### Passage provided:
((

Monday, June 13, 2011

It's all so confusing: How do our CO2 emissions manage to make the ocean acidic, and get absorbed by the forests, and get converted to calcium carbonate, and also still remain in the atmosphere for "hundreds of thousands of years"?

theblogprof: BBC unintentionally admits that global warming is a hoax!
Now, what interested me about the article the most is the above argument is a tacit admission that any extra CO2 in the atmosphere doesn't stay in the atmosphere but is rather absorbed by various surfaces and media including the ocean. This undermines the alarmists claim that extra CO2 produced by man remains in the atmosphere and causes global warming. you cannot have both. Either the extra CO2 remains in the atmosphere or it does not.

))

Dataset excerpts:
((

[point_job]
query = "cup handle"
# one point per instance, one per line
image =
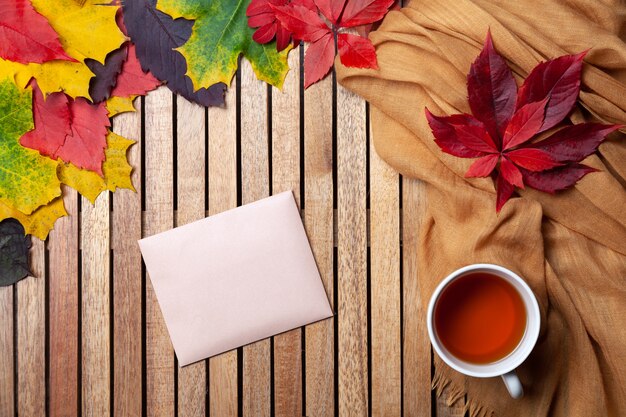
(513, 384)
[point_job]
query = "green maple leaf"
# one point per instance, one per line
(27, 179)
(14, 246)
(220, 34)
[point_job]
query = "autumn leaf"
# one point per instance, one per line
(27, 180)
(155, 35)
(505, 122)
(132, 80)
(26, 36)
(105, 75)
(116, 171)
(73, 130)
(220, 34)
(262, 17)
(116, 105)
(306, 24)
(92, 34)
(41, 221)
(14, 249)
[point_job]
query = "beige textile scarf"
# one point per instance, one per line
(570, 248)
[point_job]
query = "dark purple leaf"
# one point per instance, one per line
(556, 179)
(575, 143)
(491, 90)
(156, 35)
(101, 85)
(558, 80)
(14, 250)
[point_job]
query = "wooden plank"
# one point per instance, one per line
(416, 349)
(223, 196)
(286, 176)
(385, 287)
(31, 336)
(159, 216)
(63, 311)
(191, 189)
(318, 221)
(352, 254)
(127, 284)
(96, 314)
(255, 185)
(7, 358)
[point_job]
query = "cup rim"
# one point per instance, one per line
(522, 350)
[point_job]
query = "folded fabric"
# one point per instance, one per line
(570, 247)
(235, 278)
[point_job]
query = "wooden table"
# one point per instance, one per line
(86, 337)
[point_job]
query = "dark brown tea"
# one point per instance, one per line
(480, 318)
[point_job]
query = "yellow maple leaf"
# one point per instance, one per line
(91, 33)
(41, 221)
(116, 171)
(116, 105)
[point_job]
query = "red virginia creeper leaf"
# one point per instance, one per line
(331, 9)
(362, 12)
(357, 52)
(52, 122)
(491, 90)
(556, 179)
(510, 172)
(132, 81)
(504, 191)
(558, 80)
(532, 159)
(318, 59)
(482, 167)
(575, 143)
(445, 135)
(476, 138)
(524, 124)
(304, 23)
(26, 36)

))
((

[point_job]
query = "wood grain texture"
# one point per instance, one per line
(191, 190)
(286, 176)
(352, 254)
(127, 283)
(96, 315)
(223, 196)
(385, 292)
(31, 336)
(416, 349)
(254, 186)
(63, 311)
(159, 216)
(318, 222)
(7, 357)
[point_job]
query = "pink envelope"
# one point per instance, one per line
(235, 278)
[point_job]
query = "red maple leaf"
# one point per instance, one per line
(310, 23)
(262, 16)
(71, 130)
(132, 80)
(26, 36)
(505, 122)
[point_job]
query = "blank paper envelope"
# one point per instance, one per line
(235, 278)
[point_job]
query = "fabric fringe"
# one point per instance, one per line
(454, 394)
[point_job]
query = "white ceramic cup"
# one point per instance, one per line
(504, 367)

))

### List of tasks:
a – Do the following statements agree with the blog post about CO2 emissions? (i) The post is dated Monday, June 13, 2011. (ii) The post says the BBC deliberately admitted that global warming is a hoax. (iii) The post says extra CO2 is absorbed by various surfaces and media, including the ocean. Answer yes or no for each and quote the words of the post that decide it.
b – Summarize the blog post about CO2 emissions in two sentences.
c – Carry the blog post about CO2 emissions forward from its final sentence.

### Task answers:
a –
(i) Yes: "Monday, June 13, 2011."
(ii) No: "BBC unintentionally admits that global warming is a hoax!"
(iii) Yes: "any extra CO2 in the atmosphere doesn't stay in the atmosphere but is rather absorbed by various surfaces and media including the ocean."

b – The post asks how CO2 emissions can make the ocean acidic, be absorbed by forests, be converted to calcium carbonate, and still remain in the atmosphere for "hundreds of thousands of years." A passage from theblogprof argues that a BBC article tacitly admits extra CO2 is absorbed by surfaces such as the ocean, which undermines the claim that man-made CO2 stays in the atmosphere and causes global warming, since it cannot do both.

c –
Forests fight back all over the world - Nature, Environment - The Independent
Forests are often referred to as the planet's lungs, acting as huge carbon sinks that absorb carbon dioxide from the atmosphere as they grow and trap large amounts within their biomass and surrounding soil.
Tom Nelson
CO2 dissolves in water as carbonic acid and converts to calcium carbonate. The calcium carbonate falls to the bottom of the ocean where it is used by creatures to make their shells. It happens quickly as you can see. There is enough Calcium in the oceans to combine with all the coal and oil produced CO2 currently in the Earth 100 times over.
The Human CO2 Legacy Keeps Going and Going and Going – The Great Energy Challenge
Think of it, hundreds of thousands of years from now, some of the CO2 we emit today will still be in the atmosphere, keeping on warming it. A bit like ghosts from an enchanter fleeing…

9 comments:

David Appell said...

You need to reexamine your logic.

If you have water running from a faucet, some of it goes down the drain. If less goes down the drain than the faucet emits, water builds up in the sink basin.

I think even a child could understand that.

Tom said...

How much of today's water will still be in my sink hundreds of thousands of years from now?

David Appell said...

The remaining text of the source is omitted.